-- Given records start --

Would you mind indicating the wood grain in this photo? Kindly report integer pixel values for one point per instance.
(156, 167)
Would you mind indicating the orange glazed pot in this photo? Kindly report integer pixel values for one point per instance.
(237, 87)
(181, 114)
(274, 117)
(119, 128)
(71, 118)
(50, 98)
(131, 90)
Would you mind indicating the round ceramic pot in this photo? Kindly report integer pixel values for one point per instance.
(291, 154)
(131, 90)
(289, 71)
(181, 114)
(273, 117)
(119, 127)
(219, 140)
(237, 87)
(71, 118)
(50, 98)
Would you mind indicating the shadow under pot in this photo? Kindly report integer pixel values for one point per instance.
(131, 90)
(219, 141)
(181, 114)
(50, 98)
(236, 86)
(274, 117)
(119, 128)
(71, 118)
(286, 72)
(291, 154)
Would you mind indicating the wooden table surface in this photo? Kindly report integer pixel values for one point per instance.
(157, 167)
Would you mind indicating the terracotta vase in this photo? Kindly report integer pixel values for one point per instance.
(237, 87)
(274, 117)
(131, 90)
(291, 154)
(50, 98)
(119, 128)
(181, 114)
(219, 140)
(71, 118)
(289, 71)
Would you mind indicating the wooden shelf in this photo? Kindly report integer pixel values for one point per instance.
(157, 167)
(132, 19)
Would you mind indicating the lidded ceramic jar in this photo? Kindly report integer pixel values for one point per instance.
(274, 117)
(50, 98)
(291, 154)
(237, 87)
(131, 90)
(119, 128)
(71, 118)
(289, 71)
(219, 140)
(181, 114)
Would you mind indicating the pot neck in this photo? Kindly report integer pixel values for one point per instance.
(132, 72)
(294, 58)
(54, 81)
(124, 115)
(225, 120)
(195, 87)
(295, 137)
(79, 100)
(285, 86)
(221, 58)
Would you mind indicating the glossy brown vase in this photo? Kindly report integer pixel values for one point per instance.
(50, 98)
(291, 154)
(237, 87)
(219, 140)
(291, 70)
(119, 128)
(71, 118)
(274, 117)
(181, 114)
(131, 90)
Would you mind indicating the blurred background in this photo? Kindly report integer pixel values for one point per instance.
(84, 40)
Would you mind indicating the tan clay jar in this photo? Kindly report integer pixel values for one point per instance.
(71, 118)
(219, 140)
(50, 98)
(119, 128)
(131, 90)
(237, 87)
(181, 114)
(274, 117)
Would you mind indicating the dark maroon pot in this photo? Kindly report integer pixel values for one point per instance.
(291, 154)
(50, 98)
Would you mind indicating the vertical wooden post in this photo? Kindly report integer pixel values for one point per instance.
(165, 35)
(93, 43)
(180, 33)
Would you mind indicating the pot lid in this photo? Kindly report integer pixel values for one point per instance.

-- Given records end --

**Required task:**
Copy every row above word for word, in the same order.

**Exercise solution:**
Would you mind indicating the wood grain in this photo? Kindly report integer pixel values for one point per instance.
(156, 167)
Would you mind indicating the orange glazed pot in this photo? Kindly report integer pixel values for one point per instance.
(237, 87)
(181, 114)
(274, 117)
(119, 128)
(71, 118)
(50, 98)
(131, 90)
Would you mind indicating the round ceramic pot in this photo? Kindly report integer pixel values for one point per instance.
(291, 154)
(131, 90)
(289, 71)
(181, 114)
(273, 117)
(119, 127)
(219, 140)
(237, 87)
(71, 118)
(50, 98)
Would you mind indicating the shadow under pot in this photo? Kindly report integer pixel values for one point per instance.
(131, 90)
(219, 141)
(181, 114)
(50, 98)
(236, 86)
(274, 117)
(119, 128)
(71, 118)
(286, 72)
(291, 154)
Would you mind indicating the wooden table surface in this photo? Kindly report integer pixel values for one point per instance.
(157, 167)
Would you mind indicating the terracotta vase in this photo? Kindly report integer pixel values for one point per instance.
(237, 87)
(274, 117)
(131, 90)
(291, 154)
(50, 98)
(119, 128)
(181, 114)
(219, 140)
(71, 118)
(289, 71)
Would you mind indicating the wooden shelf in this photo? Kindly report integer pixel values for one point per instance.
(157, 167)
(132, 19)
Would you mind indicating the lidded ceramic jar in this photo? Kindly report integer pixel values for one point per instance.
(274, 117)
(50, 98)
(291, 154)
(237, 87)
(131, 90)
(119, 128)
(71, 118)
(289, 71)
(219, 140)
(181, 114)
Would you mind indicating the pot neck in this photo? Kindly report integer pixel values for one point per instance.
(132, 72)
(294, 58)
(54, 81)
(124, 115)
(225, 120)
(195, 87)
(295, 137)
(79, 100)
(285, 86)
(221, 58)
Would you mind indicating the glossy brown vase in this photo? Kindly report integer pixel values for one point per instance.
(50, 98)
(291, 154)
(237, 87)
(219, 140)
(291, 70)
(119, 128)
(71, 118)
(274, 117)
(181, 114)
(131, 90)
Would you mind indicating the blurred background in this photo? Kindly report integer pixel values for one point per instance.
(84, 40)
Would you mind indicating the tan clay jar in this photo? Kindly report integer pixel values for one point per instance.
(71, 118)
(219, 140)
(50, 98)
(119, 128)
(131, 90)
(237, 87)
(181, 114)
(274, 117)
Would you mind indicating the dark maroon pot in this photo? Kindly report integer pixel values for one point per instance.
(291, 154)
(50, 98)
Would you mind indicating the vertical wooden post in this photo? Kindly report integer pixel values for one point per instance.
(165, 35)
(93, 43)
(180, 33)
Would you mind indicating the pot lid in this photo? Kindly report integer pixel values for one point per instance.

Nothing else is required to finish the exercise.